## START

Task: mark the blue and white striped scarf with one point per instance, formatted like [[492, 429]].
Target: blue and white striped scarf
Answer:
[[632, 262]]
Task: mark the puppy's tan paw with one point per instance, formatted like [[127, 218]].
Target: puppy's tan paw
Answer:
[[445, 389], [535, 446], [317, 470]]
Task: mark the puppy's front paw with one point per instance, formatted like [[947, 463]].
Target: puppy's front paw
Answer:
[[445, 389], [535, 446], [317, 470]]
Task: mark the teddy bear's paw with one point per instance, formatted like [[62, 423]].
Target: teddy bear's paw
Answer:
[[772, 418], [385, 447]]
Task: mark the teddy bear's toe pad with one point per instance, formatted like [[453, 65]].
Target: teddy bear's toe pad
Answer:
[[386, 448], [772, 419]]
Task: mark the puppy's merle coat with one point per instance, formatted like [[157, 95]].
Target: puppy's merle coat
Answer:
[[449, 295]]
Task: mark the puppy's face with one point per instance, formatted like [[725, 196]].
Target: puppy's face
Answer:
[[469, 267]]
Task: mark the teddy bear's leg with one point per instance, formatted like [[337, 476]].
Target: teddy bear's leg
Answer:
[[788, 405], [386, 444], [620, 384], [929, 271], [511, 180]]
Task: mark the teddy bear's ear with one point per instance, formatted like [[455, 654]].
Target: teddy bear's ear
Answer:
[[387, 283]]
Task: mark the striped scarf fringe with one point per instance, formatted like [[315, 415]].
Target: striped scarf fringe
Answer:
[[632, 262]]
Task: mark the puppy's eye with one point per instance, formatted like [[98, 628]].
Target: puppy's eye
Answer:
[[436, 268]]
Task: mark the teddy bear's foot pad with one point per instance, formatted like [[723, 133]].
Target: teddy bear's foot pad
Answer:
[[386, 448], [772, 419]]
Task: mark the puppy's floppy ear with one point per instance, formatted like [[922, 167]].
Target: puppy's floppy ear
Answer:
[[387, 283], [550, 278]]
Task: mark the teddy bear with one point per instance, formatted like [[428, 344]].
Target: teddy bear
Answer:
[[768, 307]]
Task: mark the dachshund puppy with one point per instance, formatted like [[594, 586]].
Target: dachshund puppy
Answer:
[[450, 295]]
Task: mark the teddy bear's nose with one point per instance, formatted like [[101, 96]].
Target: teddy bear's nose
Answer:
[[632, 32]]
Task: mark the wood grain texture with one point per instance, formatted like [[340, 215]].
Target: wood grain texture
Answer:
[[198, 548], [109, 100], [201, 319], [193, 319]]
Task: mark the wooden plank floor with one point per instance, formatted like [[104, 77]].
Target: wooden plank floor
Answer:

## END

## What you should do
Can you copy out all of the data above, word for word?

## Final result
Task: mark the blue and white striped scarf with one point per instance, formatted like [[492, 429]].
Target: blue and white striped scarf
Answer:
[[632, 262]]
Task: mark the puppy's tan paw with one point per instance, formatted like [[127, 218]].
Target: puppy's tan paw
Answer:
[[445, 389], [535, 446], [317, 470]]
Task: mark the puppy's front paw with one point per instance, formatted like [[947, 463]].
Target: puppy's front paw
Answer:
[[445, 389], [535, 446], [317, 470]]
Task: mark the teddy bear's paw with one point per instance, formatted like [[62, 423]].
Target: teddy bear's paw
Answer:
[[772, 418], [385, 447]]
Task: mark the teddy bear's toe pad with one point per instance, formatted like [[453, 65]].
Target: teddy bear's toe pad
Answer:
[[386, 448], [772, 419]]
Task: mark the puppy's merle coat with one point per instance, formatted like [[157, 95]].
Target: puppy's merle coat
Answer:
[[449, 295]]
Task: mark the puppy's face with one point per instance, formatted like [[725, 196]].
Target: puppy's face
Answer:
[[469, 267]]
Task: mark the teddy bear's leg with one point per instance, formatted like [[337, 476]].
Target: teddy bear's leg
Answer:
[[788, 405], [386, 444], [620, 384], [929, 271], [511, 180]]
Task: mark the teddy bear's ear with one point per instance, formatted like [[455, 654]].
Target: teddy bear's ear
Answer:
[[387, 283]]
Task: mark the striped scarf fringe with one point per instance, formatted like [[315, 415]].
Target: striped scarf fringe
Answer:
[[632, 262]]
Task: mark the puppy's eye with one point per instance, formatted like [[98, 628]].
Target: puppy's eye
Answer:
[[436, 268]]
Task: mark the teddy bear's foot pad with one point per instance, formatted like [[723, 133]].
Target: teddy bear's foot pad
Answer:
[[386, 448], [772, 419]]
Task: mark the puppy's floppy ear with one point per instance, formatted like [[922, 167]].
Target: puppy's floppy ear
Answer:
[[387, 283], [550, 278]]
Task: mark the teddy bear with one point per instance, formatted like [[428, 344]].
Target: teddy bear
Answer:
[[768, 307]]
Task: mark the dachshund puppy with one point per instance, formatted like [[594, 586]].
Target: dachshund puppy
Answer:
[[450, 295]]
Task: mark the teddy bear's nose with one point per instance, formatted like [[101, 96]].
Target: teddy bear's nose
Answer:
[[632, 32]]
Task: mark the wood grain texture with one point per instance, formatted like [[340, 215]].
Target: wood grain texture
Answer:
[[198, 548], [109, 100], [201, 319], [193, 319]]
Task: mark the wooden plank floor with one point per instance, formatted like [[104, 77]].
Target: wooden plank floor
Answer:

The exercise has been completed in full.